▶ [Recorded data]:
>>>>

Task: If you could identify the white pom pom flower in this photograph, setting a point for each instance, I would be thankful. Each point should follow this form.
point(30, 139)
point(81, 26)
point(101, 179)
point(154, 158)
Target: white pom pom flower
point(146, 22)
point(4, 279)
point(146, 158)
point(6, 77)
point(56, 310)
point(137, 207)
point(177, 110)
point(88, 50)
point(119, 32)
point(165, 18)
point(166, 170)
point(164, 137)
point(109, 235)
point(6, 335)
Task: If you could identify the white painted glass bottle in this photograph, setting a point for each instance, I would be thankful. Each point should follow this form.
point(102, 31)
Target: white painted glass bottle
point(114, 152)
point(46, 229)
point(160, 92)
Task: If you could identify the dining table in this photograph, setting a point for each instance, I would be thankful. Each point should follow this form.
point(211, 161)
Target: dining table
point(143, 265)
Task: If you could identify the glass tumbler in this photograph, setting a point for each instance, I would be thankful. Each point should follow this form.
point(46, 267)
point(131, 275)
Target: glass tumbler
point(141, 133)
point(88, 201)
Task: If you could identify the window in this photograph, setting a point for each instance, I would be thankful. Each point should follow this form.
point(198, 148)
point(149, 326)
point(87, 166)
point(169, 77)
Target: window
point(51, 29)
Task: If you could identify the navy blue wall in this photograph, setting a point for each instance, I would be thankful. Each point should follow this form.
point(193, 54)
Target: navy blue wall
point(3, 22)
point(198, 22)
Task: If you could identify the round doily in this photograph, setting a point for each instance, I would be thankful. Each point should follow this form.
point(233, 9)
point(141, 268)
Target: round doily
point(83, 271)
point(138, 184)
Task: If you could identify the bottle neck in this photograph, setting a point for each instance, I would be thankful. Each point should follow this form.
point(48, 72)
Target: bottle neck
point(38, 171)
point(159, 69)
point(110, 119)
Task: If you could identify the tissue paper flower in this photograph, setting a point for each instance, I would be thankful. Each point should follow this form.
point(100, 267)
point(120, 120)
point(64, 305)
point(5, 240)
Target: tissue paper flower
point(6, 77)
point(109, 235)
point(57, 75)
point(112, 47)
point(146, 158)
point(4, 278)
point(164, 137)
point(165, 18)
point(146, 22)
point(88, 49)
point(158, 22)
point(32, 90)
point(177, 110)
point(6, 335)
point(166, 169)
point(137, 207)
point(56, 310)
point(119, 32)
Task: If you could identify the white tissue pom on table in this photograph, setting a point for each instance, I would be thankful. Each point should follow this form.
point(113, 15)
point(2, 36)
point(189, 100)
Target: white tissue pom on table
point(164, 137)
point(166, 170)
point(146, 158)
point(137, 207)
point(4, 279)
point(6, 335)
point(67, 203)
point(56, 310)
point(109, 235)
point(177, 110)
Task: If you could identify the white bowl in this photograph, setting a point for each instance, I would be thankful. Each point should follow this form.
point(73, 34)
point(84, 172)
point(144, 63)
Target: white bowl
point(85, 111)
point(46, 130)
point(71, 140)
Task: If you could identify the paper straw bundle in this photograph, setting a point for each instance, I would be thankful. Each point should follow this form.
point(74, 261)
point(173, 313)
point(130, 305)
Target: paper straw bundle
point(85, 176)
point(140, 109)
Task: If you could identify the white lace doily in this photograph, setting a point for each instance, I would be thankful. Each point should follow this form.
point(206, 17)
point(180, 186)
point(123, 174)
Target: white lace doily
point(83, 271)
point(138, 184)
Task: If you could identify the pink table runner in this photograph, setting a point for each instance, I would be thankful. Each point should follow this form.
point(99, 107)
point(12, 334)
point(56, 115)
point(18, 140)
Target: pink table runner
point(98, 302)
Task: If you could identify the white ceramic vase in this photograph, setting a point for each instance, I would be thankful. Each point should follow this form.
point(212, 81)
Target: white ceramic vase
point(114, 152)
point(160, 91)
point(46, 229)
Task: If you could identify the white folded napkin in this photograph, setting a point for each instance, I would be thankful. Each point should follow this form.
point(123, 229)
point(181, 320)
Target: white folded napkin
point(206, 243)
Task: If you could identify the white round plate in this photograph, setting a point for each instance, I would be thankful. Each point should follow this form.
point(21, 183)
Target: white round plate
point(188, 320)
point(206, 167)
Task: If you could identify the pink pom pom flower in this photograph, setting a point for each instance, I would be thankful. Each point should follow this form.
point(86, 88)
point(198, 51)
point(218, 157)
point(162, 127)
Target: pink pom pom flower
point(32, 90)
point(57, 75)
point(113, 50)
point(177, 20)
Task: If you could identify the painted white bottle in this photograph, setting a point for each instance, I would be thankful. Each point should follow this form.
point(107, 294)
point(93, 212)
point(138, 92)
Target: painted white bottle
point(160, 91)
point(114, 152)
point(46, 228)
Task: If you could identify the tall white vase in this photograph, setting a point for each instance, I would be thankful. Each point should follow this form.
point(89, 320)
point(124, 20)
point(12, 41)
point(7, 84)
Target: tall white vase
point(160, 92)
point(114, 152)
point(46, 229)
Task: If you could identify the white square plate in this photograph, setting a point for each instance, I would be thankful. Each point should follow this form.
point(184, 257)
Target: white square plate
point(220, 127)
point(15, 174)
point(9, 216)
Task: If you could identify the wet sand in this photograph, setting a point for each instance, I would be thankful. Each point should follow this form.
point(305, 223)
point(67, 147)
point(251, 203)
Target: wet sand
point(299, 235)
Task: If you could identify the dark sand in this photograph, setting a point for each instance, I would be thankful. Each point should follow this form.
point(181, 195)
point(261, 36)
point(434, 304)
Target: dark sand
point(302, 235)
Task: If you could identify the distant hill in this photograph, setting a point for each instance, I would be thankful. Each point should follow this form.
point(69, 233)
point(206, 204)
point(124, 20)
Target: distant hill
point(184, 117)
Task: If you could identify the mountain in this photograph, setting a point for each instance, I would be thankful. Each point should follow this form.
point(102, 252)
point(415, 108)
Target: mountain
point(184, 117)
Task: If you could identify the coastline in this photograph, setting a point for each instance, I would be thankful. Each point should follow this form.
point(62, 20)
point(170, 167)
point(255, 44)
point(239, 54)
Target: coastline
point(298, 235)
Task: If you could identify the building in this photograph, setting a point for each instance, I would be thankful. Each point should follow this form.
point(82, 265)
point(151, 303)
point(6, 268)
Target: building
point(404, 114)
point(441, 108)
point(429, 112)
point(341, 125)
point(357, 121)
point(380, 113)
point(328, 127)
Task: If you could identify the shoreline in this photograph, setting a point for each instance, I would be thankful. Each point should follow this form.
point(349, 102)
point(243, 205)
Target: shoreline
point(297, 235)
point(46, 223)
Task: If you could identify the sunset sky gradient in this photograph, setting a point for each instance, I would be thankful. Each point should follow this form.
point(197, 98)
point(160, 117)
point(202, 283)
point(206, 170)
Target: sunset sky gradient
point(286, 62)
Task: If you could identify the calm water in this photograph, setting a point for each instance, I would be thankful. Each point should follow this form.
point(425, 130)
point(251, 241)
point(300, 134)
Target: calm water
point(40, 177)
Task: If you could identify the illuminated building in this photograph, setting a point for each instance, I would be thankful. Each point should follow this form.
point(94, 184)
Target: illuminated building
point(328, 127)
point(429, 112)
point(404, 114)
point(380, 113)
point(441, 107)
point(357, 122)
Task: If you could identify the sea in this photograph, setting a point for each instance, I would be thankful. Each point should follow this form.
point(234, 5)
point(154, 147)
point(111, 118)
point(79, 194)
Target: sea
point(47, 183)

<<<<

▶ [About this task]:
An exact reproduction of all the records is needed.

▶ [Expected output]:
Task: If you could identify the white pom pom flower in this photograph, setting a point for each instance, I would be thankful. Each point should follow this form.
point(30, 139)
point(81, 26)
point(101, 179)
point(154, 158)
Target: white pom pom flower
point(146, 22)
point(4, 279)
point(146, 158)
point(6, 77)
point(56, 310)
point(137, 207)
point(177, 110)
point(88, 50)
point(119, 32)
point(165, 18)
point(166, 170)
point(164, 137)
point(109, 235)
point(6, 335)
Task: If you could identify the white painted glass bottle in this photograph, setting a point for each instance, I would be thankful. Each point should follow this form.
point(102, 31)
Target: white painted glass bottle
point(114, 152)
point(46, 229)
point(160, 92)
Task: If you could identify the dining table in this photograph, setting a point for each instance, I would be thankful. Each point should follow this form.
point(211, 161)
Target: dining table
point(143, 265)
Task: If you could identify the glass tumbler in this photograph, setting a point for each instance, I would be thankful. Each point should follow this form.
point(46, 267)
point(131, 275)
Target: glass tumbler
point(141, 133)
point(88, 201)
Task: If you could identify the window in this photograph, setting a point for each instance, I would be thankful. Each point should follow this form.
point(198, 148)
point(149, 326)
point(87, 166)
point(169, 77)
Target: window
point(51, 29)
Task: If you could identify the navy blue wall in this photograph, setting a point for each instance, I would be thankful. Each point should follow this form.
point(193, 54)
Target: navy blue wall
point(3, 22)
point(198, 22)
Task: If you could identify the round doily in this photograph, setting a point for each instance, I would be thankful. Each point should follow this form.
point(233, 9)
point(141, 268)
Target: round doily
point(83, 271)
point(138, 184)
Task: If you could identify the bottle neck in this photograph, setting a point for each instance, I would be thankful. Each point should follow this form.
point(48, 72)
Target: bottle neck
point(38, 171)
point(159, 69)
point(110, 119)
Task: If you could identify the tissue paper flower in this photograph, setting a point for each instance, I would be thankful. Each point should follow this form.
point(100, 267)
point(120, 120)
point(64, 305)
point(5, 240)
Target: tissue paper flower
point(6, 77)
point(109, 235)
point(57, 75)
point(112, 47)
point(146, 158)
point(4, 278)
point(164, 137)
point(165, 18)
point(146, 22)
point(88, 49)
point(158, 22)
point(32, 90)
point(177, 110)
point(6, 335)
point(166, 169)
point(137, 207)
point(56, 310)
point(119, 32)
Task: If you could identify the white tissue pom on table in this photograph, setting a point for each instance, I would be thankful. Each point should follow this form.
point(113, 15)
point(2, 36)
point(189, 100)
Target: white tissue pom on table
point(164, 137)
point(166, 170)
point(146, 158)
point(137, 207)
point(4, 279)
point(6, 335)
point(67, 203)
point(56, 310)
point(109, 235)
point(177, 110)
Task: If you could identify the white bowl in this photograph, setting a point for each instance, I would be thankful. Each point should follow this form.
point(73, 34)
point(84, 172)
point(144, 63)
Target: white bowl
point(85, 111)
point(46, 130)
point(71, 140)
Task: If you could identify the paper straw bundle in this photograph, setting a point for each instance, I would be thankful. Each point should follow this form.
point(74, 261)
point(173, 313)
point(130, 305)
Target: paper straw bundle
point(85, 176)
point(140, 109)
Task: If you could identify the white lace doily in this photograph, setting a point for each instance, I would be thankful. Each point should follow this form.
point(206, 17)
point(180, 186)
point(123, 174)
Target: white lace doily
point(83, 271)
point(138, 184)
Task: If you could identify the pink table runner in this photograph, setting a point for each instance, I would be thankful. Each point should follow this form.
point(99, 107)
point(12, 334)
point(56, 115)
point(18, 140)
Target: pink table runner
point(98, 302)
Task: If you could identify the white ceramic vase in this photograph, setting a point for each instance, I would be thankful. Each point should follow this form.
point(212, 81)
Target: white ceramic vase
point(114, 152)
point(160, 91)
point(46, 229)
Task: If you could identify the white folded napkin in this photograph, setting a point for each instance, I would be thankful. Each point should follow this form.
point(123, 229)
point(181, 320)
Target: white folded napkin
point(206, 243)
Task: If you could identify the white round plate in this photograph, setting a point for each instance, I would be thankful. Each point should follow this form.
point(21, 183)
Target: white round plate
point(188, 320)
point(206, 167)
Task: If you could identify the pink pom pom flower in this photograph, setting a point for each instance, I would be thankful. Each point should follow this form.
point(86, 88)
point(198, 51)
point(218, 157)
point(162, 127)
Target: pink pom pom flower
point(32, 90)
point(57, 75)
point(113, 50)
point(177, 20)
Task: If you could identify the painted white bottle in this photograph, setting a point for each instance, I would be thankful. Each point should follow this form.
point(107, 294)
point(93, 212)
point(138, 92)
Target: painted white bottle
point(160, 91)
point(114, 152)
point(46, 228)
Task: If you could identify the tall white vase in this photograph, setting a point for each instance, I would be thankful. Each point should follow this form.
point(89, 320)
point(124, 20)
point(12, 41)
point(7, 84)
Target: tall white vase
point(160, 92)
point(114, 152)
point(46, 229)
Task: If you could identify the white square plate in this photograph, setting a point for each instance, I would be thankful. Each point should follow this form.
point(184, 257)
Target: white square plate
point(220, 127)
point(15, 174)
point(9, 216)
Task: If you could identify the wet sand in this photograph, setting a point for each instance, I would be thankful. Each point should follow this form.
point(305, 223)
point(67, 147)
point(251, 203)
Target: wet sand
point(299, 235)
Task: If you could identify the dark sand in this photograph, setting a point for each instance, I would be thankful. Each point should follow this form.
point(181, 195)
point(261, 36)
point(434, 304)
Target: dark sand
point(302, 235)
Task: If you could identify the distant hill in this photograph, setting a point for each instance, I would be thankful. Each point should follow this form.
point(69, 233)
point(206, 204)
point(124, 20)
Target: distant hill
point(184, 117)
Task: If you could identify the mountain in this photograph, setting a point for each instance, I would be thankful. Each point should follow this form.
point(102, 252)
point(415, 108)
Target: mountain
point(184, 117)
Task: If you could identify the coastline in this photograph, setting a point for each instance, I would be thankful. Each point should follow this form.
point(62, 20)
point(170, 167)
point(255, 44)
point(239, 54)
Target: coastline
point(298, 235)
Task: If you could identify the building in this photograph, setting a point for each instance, I would be thankful. Each point should follow this form.
point(82, 265)
point(151, 303)
point(6, 268)
Target: building
point(404, 114)
point(441, 108)
point(429, 112)
point(341, 125)
point(357, 121)
point(380, 113)
point(328, 127)
Task: If you could identify the shoreline in this photograph, setting a point for each instance, I would be thankful. Each point should follow this form.
point(349, 102)
point(243, 205)
Target: shoreline
point(297, 235)
point(46, 223)
Task: If you could identify the sunset sky gradient in this photograph, setting a point for each instance, I would be thankful. Each point should follow this form.
point(197, 98)
point(160, 117)
point(202, 283)
point(206, 170)
Target: sunset sky gradient
point(286, 62)
Task: If you could identify the calm water in this photograph, setting a point for each instance, I would be thankful. Each point should follow this form.
point(425, 130)
point(251, 241)
point(300, 134)
Target: calm water
point(40, 177)
Task: If you could identify the illuminated building in this photograph, setting a point for each instance, I would be thankful. Each point should follow this form.
point(94, 184)
Target: illuminated building
point(328, 127)
point(429, 112)
point(404, 114)
point(380, 113)
point(441, 107)
point(357, 122)
Task: If you could identify the sea in this photograph, setting a point for each instance, I would be thankful. Each point should follow this form.
point(234, 5)
point(154, 147)
point(111, 118)
point(79, 194)
Target: sea
point(47, 183)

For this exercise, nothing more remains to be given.